Extracted text |
···

While April showers may bring May flowers, don’t underestimate March! Before gardening season truly begins, you only have 30 days to gardenscape, curate the right flowers and veggies, and even begin mulching. In fact, you should prepare your garden a whole month before you plan to plant.
Gardening in Colorado presents its own challenges — especially with our dry climate — but we have five tips that will help you make the most of March. Continue reading to learn about pruning your trees, hearty flower types, and composting.
Select Your Size
There’s no shame in starting small if you’re a novice gardener.
A small set of patio planters can brighten your outdoor space but will bring the same joy as a gigantic garden can! You can also opt for a petite garden plot to save room for your kids to play nearby.

···

Supplied entries |
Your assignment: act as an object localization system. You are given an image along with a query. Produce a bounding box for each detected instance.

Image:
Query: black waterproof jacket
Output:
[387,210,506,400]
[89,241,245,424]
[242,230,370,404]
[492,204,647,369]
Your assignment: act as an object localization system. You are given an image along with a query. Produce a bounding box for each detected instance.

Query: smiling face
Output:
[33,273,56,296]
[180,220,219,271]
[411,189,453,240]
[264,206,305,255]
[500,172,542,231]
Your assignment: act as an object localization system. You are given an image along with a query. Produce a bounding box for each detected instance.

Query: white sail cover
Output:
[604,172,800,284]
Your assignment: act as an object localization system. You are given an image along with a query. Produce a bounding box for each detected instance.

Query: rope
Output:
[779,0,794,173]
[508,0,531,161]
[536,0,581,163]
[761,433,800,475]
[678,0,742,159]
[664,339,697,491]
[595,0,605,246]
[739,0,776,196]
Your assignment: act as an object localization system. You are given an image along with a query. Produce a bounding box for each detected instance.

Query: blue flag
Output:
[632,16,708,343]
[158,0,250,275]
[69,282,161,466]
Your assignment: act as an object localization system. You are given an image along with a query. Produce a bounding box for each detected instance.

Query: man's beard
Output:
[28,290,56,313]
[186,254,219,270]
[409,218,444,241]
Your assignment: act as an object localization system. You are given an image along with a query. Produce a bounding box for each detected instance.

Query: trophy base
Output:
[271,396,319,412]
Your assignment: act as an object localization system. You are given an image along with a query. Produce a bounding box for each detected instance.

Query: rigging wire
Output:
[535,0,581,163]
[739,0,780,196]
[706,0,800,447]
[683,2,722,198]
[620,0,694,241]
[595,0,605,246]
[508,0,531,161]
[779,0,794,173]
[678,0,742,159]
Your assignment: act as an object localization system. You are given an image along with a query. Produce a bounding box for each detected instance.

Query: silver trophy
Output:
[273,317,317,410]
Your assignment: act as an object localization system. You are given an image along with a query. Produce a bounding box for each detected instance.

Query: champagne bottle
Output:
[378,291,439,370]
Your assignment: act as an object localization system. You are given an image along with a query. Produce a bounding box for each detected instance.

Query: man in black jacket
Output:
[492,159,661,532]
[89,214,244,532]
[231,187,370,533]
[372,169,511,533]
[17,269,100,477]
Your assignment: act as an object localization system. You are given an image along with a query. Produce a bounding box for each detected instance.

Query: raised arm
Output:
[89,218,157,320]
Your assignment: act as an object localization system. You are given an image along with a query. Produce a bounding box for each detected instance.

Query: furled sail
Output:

···

Goal 1 |
Quote the stretch of the gardening text from "Gardening in Colorado" through "types, and composting.", word for word.
Goal 2 |
Put this sentence from the gardening text into Spanish: "There’s no shame in starting small if you’re a novice gardener."
The lines above come from a separate source and have no connection to the gardening text.

Exercise output 1 |
Gardening in Colorado presents its own challenges — especially with our dry climate — but we have five tips that will help you make the most of March. Continue reading to learn about pruning your trees, hearty flower types, and composting.

Exercise output 2 |
No tiene nada de vergonzoso empezar en pequeño si te estás iniciando en la jardinería.